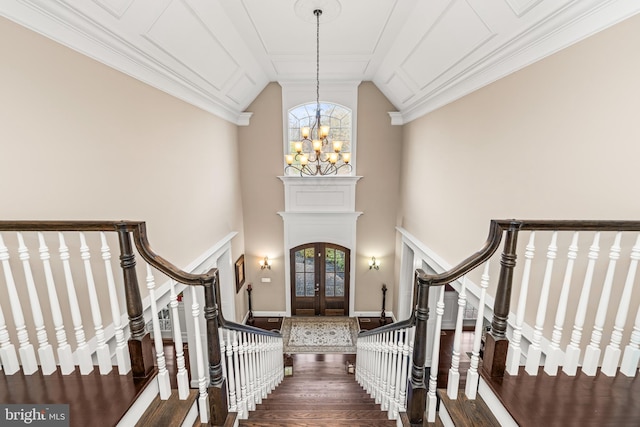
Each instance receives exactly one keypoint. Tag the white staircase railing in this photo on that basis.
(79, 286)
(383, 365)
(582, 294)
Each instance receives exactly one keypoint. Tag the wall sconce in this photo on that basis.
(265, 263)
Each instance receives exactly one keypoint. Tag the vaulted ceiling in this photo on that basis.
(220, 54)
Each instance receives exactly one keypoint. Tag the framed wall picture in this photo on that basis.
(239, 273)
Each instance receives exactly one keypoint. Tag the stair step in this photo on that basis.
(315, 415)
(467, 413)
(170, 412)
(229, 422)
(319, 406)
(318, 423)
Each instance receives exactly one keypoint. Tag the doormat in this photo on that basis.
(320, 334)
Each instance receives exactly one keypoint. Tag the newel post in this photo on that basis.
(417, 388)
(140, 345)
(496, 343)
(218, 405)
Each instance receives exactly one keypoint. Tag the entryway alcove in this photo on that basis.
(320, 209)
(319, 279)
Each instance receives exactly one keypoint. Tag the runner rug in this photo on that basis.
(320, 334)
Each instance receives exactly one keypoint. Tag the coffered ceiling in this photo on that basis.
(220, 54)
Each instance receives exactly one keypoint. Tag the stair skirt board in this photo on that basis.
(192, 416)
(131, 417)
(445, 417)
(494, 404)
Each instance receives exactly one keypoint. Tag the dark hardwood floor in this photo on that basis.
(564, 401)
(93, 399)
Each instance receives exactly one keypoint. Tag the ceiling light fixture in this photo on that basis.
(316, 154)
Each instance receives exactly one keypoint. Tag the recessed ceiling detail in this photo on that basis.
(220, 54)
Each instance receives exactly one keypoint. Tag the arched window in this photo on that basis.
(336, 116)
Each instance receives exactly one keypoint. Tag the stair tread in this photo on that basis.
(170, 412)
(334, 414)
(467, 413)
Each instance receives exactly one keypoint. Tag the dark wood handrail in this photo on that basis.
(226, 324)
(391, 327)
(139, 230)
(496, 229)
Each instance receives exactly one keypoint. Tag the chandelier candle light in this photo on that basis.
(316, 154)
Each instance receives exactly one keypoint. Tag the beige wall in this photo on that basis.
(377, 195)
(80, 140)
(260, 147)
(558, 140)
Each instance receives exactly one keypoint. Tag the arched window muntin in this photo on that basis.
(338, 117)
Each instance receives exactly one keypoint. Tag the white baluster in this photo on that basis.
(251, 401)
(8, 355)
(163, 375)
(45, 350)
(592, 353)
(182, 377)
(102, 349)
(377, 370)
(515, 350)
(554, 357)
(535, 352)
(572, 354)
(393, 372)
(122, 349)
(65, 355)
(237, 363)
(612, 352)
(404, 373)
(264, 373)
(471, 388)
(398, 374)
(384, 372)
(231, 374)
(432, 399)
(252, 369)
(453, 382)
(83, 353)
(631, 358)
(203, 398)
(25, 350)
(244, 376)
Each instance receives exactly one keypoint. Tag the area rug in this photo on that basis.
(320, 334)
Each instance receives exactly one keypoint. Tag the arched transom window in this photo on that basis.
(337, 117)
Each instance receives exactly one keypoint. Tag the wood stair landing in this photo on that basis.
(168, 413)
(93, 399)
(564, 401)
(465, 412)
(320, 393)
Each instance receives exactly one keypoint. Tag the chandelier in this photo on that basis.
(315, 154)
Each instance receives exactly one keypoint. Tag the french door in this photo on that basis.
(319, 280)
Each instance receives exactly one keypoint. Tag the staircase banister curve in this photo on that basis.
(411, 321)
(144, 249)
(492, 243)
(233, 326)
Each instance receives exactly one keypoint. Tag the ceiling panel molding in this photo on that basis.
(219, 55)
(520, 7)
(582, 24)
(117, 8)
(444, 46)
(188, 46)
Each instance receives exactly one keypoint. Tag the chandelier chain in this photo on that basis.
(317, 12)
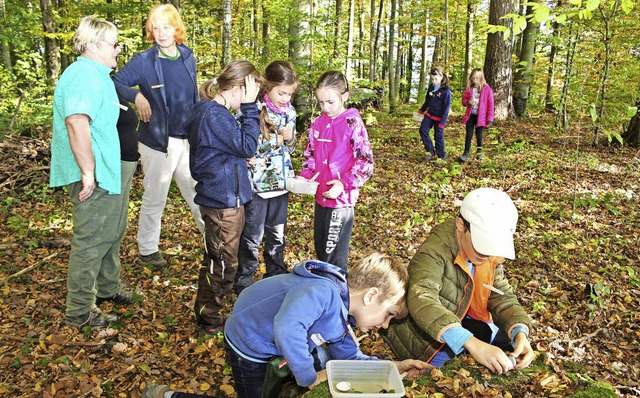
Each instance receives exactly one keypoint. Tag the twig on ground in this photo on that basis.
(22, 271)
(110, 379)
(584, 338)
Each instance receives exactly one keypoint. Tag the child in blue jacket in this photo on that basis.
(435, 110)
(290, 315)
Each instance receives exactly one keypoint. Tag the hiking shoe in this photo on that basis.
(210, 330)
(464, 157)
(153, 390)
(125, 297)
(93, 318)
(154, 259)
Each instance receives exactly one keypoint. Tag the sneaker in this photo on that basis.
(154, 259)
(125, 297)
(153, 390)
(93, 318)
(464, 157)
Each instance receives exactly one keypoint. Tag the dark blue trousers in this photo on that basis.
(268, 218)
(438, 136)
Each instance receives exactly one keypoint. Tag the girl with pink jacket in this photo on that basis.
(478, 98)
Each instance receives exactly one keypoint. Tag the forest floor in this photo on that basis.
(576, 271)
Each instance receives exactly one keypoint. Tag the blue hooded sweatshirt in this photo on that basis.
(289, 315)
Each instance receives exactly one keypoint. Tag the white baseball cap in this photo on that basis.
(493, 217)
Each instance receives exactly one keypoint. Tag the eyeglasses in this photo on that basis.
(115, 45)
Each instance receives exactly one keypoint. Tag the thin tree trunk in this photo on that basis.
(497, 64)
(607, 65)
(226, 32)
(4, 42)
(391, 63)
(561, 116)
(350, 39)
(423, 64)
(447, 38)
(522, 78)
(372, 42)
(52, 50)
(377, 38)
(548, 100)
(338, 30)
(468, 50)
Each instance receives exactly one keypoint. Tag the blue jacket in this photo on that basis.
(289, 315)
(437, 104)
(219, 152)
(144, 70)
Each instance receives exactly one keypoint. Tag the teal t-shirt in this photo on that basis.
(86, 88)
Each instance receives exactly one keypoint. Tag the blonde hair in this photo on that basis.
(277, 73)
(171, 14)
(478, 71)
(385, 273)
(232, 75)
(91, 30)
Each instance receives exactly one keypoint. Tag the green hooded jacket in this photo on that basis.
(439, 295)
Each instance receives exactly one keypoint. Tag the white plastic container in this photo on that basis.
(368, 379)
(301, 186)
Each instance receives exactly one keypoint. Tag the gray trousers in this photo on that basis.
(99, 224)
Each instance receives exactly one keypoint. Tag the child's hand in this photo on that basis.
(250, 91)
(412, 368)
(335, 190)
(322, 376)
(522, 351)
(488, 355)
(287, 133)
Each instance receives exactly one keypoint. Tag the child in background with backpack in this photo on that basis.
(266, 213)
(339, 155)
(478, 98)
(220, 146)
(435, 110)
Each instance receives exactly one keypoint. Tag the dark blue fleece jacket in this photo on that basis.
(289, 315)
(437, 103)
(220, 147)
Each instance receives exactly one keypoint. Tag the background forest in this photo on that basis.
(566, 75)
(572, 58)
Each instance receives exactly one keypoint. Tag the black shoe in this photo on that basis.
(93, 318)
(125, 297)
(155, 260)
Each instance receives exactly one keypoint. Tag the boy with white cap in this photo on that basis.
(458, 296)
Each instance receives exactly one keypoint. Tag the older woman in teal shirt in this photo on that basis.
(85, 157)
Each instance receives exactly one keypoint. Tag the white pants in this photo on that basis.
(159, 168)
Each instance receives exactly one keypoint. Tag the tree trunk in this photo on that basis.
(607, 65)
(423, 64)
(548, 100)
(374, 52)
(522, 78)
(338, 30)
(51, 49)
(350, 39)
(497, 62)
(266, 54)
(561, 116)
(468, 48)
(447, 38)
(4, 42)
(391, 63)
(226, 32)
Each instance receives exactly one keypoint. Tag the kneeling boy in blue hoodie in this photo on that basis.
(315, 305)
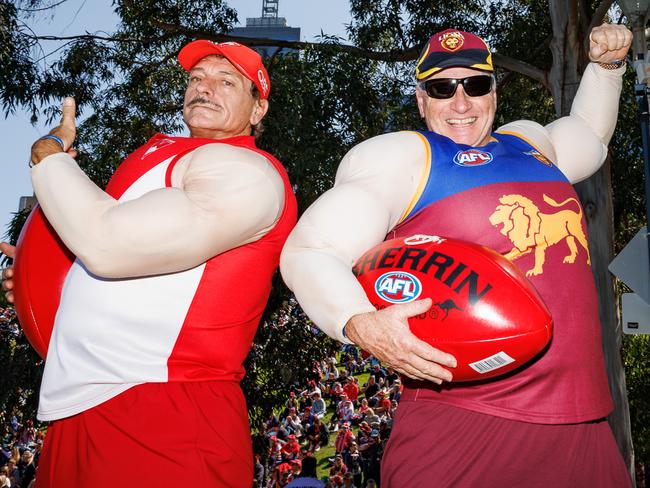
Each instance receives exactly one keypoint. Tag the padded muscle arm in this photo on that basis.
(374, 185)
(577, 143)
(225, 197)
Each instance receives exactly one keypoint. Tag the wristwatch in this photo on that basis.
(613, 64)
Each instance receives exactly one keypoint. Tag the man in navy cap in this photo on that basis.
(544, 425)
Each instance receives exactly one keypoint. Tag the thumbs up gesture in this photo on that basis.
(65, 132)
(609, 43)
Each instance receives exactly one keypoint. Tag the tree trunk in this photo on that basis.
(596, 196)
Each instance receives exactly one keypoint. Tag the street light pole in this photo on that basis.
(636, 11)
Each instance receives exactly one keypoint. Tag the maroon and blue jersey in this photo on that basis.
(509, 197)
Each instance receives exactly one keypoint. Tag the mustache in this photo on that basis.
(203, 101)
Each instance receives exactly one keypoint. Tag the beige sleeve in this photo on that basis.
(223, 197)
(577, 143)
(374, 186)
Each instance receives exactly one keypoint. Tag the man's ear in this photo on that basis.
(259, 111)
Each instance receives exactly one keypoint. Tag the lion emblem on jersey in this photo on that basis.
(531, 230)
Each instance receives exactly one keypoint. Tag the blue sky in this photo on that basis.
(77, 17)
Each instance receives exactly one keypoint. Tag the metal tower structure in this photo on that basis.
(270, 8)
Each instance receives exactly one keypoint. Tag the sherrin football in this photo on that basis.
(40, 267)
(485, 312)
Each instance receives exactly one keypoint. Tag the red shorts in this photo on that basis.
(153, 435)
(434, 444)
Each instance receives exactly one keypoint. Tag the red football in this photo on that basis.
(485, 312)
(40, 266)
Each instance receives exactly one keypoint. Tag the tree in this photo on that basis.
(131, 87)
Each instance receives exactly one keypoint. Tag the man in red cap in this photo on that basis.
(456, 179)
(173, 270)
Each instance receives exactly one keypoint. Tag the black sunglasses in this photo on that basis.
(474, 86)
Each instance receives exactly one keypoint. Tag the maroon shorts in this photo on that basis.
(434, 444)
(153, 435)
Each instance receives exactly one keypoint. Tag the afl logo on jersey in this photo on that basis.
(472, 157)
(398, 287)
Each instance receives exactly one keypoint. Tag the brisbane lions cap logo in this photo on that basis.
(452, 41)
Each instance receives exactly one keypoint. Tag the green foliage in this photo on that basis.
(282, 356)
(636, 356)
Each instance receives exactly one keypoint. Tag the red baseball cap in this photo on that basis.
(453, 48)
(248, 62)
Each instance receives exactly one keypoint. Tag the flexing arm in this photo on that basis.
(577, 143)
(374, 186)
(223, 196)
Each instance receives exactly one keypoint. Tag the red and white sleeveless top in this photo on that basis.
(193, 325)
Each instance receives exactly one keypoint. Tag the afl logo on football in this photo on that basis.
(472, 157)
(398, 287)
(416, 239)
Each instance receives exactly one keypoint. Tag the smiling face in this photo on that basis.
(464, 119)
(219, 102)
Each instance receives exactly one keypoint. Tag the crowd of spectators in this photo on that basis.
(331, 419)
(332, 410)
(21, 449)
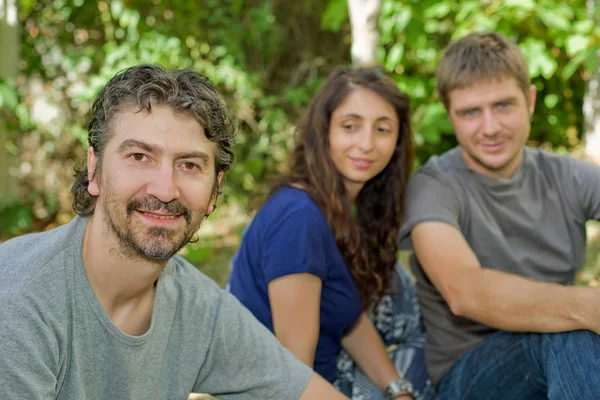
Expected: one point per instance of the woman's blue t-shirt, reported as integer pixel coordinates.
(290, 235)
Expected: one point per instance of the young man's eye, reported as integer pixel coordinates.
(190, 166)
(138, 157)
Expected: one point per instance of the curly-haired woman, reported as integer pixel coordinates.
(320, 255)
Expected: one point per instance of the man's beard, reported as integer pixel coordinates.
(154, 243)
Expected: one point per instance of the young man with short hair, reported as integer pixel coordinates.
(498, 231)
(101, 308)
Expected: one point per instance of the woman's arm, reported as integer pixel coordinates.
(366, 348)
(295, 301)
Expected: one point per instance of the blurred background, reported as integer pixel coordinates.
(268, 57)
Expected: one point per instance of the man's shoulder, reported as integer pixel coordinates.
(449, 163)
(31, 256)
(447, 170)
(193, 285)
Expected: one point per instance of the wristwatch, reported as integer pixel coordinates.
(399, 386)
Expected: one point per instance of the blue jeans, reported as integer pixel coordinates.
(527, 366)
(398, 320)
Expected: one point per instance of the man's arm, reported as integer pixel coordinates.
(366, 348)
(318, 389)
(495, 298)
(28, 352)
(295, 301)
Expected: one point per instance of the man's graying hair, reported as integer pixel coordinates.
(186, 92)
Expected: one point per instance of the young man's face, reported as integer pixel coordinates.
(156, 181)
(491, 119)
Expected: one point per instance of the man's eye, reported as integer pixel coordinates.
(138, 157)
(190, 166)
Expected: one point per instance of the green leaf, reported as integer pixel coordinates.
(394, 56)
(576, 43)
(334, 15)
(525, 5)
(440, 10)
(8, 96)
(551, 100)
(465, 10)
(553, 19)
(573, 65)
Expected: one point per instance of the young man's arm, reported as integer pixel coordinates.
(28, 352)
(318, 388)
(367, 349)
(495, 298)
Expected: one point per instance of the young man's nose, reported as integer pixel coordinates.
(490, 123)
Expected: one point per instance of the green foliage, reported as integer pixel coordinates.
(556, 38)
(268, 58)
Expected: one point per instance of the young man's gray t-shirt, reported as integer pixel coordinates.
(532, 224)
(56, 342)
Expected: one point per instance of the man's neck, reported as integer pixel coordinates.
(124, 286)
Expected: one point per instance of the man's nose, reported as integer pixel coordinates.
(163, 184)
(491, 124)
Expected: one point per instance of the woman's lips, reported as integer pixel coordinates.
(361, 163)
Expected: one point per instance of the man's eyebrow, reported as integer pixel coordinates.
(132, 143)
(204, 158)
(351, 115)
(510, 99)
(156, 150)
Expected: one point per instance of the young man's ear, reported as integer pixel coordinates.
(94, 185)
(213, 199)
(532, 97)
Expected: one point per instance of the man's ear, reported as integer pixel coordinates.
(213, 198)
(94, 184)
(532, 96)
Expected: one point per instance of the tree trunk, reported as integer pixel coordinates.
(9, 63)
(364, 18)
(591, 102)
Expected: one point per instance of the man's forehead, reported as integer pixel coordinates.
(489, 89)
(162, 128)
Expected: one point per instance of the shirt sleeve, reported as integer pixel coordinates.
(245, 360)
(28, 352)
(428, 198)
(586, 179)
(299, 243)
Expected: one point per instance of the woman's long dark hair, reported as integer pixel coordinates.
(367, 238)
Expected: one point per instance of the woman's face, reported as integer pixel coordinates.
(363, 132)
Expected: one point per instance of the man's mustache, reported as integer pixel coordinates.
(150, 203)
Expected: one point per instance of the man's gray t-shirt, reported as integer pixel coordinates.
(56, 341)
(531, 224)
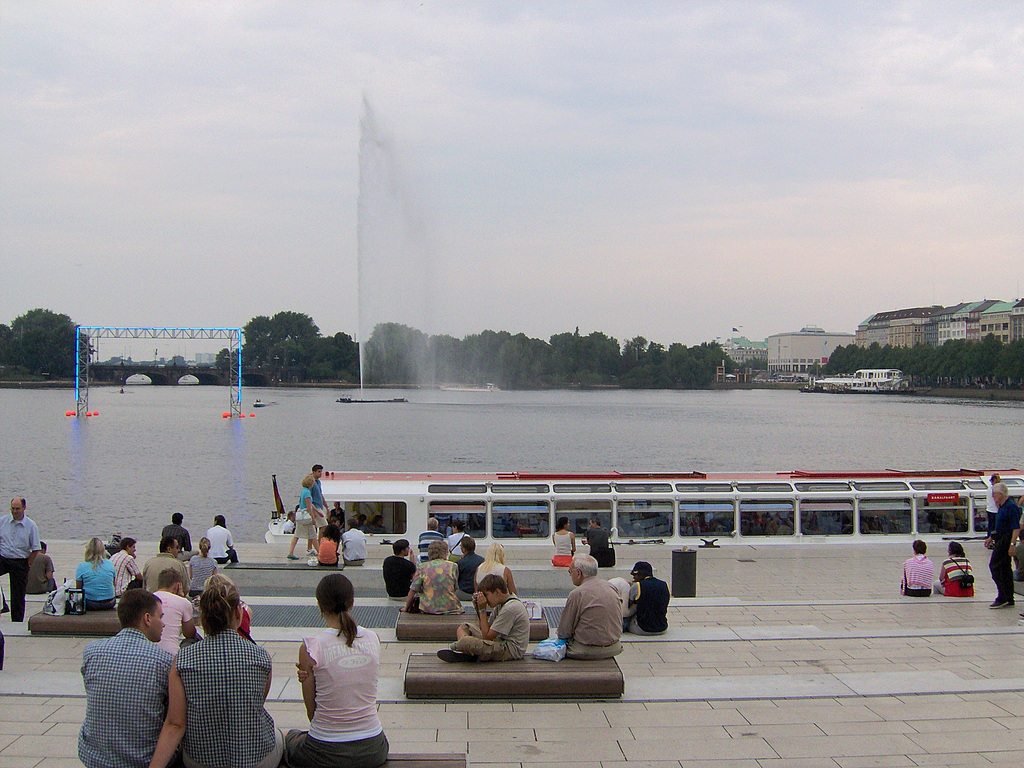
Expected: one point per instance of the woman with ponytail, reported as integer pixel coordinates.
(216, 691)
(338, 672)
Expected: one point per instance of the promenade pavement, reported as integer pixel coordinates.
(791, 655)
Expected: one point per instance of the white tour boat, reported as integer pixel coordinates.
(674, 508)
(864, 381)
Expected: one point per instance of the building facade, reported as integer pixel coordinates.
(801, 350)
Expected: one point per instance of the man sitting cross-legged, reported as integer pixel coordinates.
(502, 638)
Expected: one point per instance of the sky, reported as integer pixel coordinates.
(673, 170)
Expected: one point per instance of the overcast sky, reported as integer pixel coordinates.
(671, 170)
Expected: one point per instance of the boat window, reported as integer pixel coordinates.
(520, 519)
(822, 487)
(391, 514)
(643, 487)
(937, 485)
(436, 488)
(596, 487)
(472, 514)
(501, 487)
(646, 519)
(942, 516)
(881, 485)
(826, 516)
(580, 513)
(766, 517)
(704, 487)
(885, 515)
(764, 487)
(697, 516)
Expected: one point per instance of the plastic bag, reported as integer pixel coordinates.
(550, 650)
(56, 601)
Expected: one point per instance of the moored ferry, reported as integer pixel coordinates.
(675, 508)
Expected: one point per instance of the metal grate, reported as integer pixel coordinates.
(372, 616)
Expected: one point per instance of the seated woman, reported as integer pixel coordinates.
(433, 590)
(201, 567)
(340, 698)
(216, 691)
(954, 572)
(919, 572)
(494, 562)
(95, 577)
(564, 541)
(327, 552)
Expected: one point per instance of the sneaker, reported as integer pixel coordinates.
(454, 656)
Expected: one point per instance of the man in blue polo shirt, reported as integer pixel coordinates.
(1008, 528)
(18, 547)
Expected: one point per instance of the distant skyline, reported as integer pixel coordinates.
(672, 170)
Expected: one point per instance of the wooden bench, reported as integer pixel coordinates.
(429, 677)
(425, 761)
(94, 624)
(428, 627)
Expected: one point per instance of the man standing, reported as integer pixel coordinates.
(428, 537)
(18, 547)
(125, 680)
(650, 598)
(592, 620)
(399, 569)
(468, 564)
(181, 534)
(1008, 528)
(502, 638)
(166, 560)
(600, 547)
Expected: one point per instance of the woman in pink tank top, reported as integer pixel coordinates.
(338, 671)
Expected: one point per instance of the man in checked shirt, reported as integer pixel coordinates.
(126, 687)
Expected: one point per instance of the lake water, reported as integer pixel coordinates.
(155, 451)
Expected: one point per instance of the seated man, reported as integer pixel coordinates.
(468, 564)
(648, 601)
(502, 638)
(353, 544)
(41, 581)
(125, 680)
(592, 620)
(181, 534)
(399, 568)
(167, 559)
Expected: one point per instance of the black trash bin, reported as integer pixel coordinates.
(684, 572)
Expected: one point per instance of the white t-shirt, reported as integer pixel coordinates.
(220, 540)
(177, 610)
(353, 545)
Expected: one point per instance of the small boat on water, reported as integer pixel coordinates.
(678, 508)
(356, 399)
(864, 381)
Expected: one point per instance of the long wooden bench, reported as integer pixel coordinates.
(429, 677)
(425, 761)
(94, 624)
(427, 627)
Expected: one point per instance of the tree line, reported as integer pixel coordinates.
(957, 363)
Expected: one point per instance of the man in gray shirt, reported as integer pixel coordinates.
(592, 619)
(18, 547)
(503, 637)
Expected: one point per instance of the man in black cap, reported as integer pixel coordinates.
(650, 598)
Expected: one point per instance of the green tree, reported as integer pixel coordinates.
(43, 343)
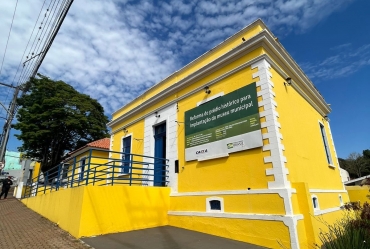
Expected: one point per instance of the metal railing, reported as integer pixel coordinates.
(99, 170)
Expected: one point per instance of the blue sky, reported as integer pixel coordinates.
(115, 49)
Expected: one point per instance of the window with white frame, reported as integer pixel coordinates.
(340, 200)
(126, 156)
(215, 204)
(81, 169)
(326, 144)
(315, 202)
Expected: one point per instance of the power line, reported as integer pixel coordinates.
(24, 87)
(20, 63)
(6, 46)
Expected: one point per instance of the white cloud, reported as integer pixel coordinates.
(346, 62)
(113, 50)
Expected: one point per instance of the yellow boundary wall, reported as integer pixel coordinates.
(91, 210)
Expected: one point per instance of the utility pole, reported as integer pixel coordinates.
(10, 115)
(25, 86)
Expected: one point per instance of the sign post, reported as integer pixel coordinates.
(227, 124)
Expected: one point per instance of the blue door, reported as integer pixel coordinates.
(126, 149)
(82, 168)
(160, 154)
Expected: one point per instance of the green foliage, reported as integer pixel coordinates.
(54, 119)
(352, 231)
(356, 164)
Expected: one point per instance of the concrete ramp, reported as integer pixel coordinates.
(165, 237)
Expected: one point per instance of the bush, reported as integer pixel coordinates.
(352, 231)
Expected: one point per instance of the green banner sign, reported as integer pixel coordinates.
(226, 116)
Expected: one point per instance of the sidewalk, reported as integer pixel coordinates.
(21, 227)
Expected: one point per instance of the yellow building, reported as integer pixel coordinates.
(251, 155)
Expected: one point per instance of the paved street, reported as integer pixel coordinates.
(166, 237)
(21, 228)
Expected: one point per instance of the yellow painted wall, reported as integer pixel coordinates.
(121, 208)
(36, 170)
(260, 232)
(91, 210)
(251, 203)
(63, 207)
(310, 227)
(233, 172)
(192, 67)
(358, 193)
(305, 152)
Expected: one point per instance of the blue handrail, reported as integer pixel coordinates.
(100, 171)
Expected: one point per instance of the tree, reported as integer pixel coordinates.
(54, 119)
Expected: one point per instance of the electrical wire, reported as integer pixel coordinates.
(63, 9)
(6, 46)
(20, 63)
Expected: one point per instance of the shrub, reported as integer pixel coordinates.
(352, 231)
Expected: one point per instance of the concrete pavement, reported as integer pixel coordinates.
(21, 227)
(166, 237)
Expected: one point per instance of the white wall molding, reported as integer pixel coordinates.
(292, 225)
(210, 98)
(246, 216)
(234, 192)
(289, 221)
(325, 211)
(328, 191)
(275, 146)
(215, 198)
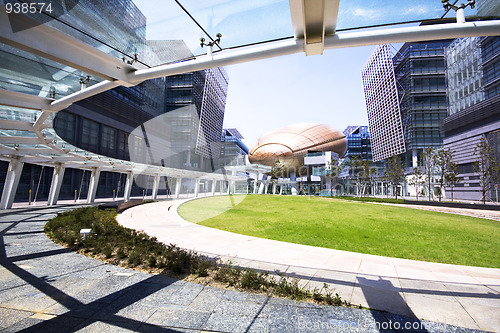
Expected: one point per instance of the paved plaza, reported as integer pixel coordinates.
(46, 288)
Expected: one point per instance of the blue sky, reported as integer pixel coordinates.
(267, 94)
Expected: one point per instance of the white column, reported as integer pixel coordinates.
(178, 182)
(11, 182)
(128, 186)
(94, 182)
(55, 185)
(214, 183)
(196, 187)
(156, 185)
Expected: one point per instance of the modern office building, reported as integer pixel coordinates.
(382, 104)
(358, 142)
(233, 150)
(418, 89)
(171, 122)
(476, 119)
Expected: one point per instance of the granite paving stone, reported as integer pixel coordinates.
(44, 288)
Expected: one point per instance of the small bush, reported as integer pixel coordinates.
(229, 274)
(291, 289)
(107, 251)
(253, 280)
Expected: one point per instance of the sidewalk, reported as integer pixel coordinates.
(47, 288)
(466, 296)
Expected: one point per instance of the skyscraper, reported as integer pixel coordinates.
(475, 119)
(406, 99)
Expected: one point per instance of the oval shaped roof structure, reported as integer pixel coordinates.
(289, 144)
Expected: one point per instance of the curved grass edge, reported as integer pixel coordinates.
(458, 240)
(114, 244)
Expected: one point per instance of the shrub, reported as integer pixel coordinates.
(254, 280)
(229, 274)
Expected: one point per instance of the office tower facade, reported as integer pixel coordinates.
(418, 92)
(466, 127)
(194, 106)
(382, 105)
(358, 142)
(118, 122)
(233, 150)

::::

* [EN QUÉ CONSISTE]: Cambia "shrub" por "bush" en las líneas que van desde la que contiene "Expected: one point per instance of the skyscraper, reported" hasta el final de los ítems, ambos extremos incluidos. Reproduce esas líneas y deja todo lo demás sin cambios.

* [RESPUESTA A LA TAREA]:
Expected: one point per instance of the skyscraper, reported as integer pixel coordinates.
(475, 119)
(406, 99)
Expected: one point per instance of the oval shaped roof structure, reported as integer pixel coordinates.
(289, 144)
Expected: one point per instance of the curved grass edge, reported as integer pixel coordinates.
(458, 240)
(114, 244)
Expected: one point per instance of the bush, reported as integer pixel coordinates.
(254, 280)
(229, 274)
Expected: one point per instance of the office tower facade, reported as integer pixel coordinates.
(418, 92)
(466, 127)
(194, 106)
(382, 105)
(358, 142)
(118, 122)
(233, 150)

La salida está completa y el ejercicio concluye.